Excerpted passage:
-- start --

# Picked Up 2 Stingrays...opinions?



## mattykins78 (Jul 23, 2016)

I picked up the below...one purple boys single speed stingray (year unknown, anyone??)
Also picked up a 5 speed Bicentennial.  I didn't buy these to restore or flip, but rather clean up meticulously and re-cable/re-grease for my kids...opinions?  I paid $35 each.


----------



## jkent (Jul 23, 2016)

Can't go wrong with $35 each. Not even my thing but I would have bought them for that just to save them from getting into the wrong hands.
They both look pretty complete and also look like they would clean up nicely.
Good Job!
JKent


----------



## mcmfw2 (Jul 25, 2016)

The violet looks like a late 1966 model and should clean up pretty well...being that it has a front caliper it should be a blue band 2 speed kickback. Congrats


----------



## Freqman1 (Jul 25, 2016)

Look on left rear drop out of purple bike for serial number and you show the serial of the white bike so just use the Schwinn serial number charts to date them. I agree with others--you can't go wrong at $35 each on those and they should make nice riding bikes. I was riding wheelies on my roached '64 yesterday--oh yea I'm 54 and still a kid! V/r Shawn


----------



## Jive Turkey (Jul 25, 2016)

-- end --

To be done:
**1.** Answer from the Stingray thread:
(a) How much did mattykins78 pay for each bike?
(b) What model year does mcmfw2 suggest for the violet bike?
(c) Where does Freqman1 say to look for the purple bike's serial number?
**2.** Supply the next part of the Stingray bike thread, beginning with the post by Jive Turkey.
The material after the text comes from an unrelated source.

Source data:
-- start --

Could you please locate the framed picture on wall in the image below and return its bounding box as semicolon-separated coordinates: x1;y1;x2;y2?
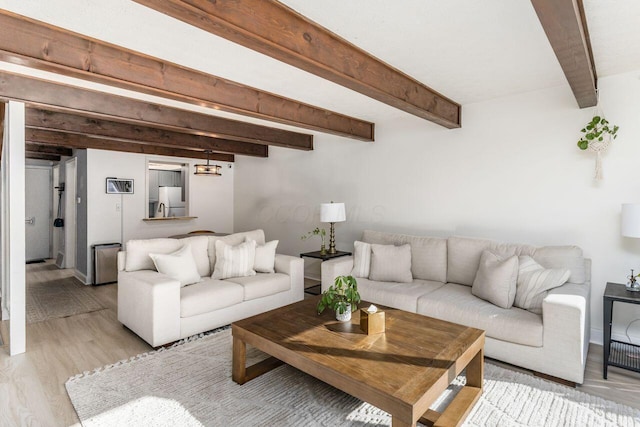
107;178;133;194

-- end --

Expected answers:
**1.**
(a) $35
(b) Late 1966
(c) On the left rear drop out

**2.**
If you want to quadruple your money on the violet one let me know.


----------



## Jive Turkey (Jul 25, 2016)

Freqman1 said:


> I was riding wheelies on my *roached* '64 yesterday




You spelled *bitchin' *incorrectly.


----------



## 4130chromoly (Aug 14, 2016)

wow... wish i was that lucky!


----------



## Sped Man (Aug 15, 2016)

Congrats. Your kids will love them.


----------



## Overhauler (Aug 15, 2016)

Handle bars on the purple one looks like 67 bars, what's the serial # ?
Lee.....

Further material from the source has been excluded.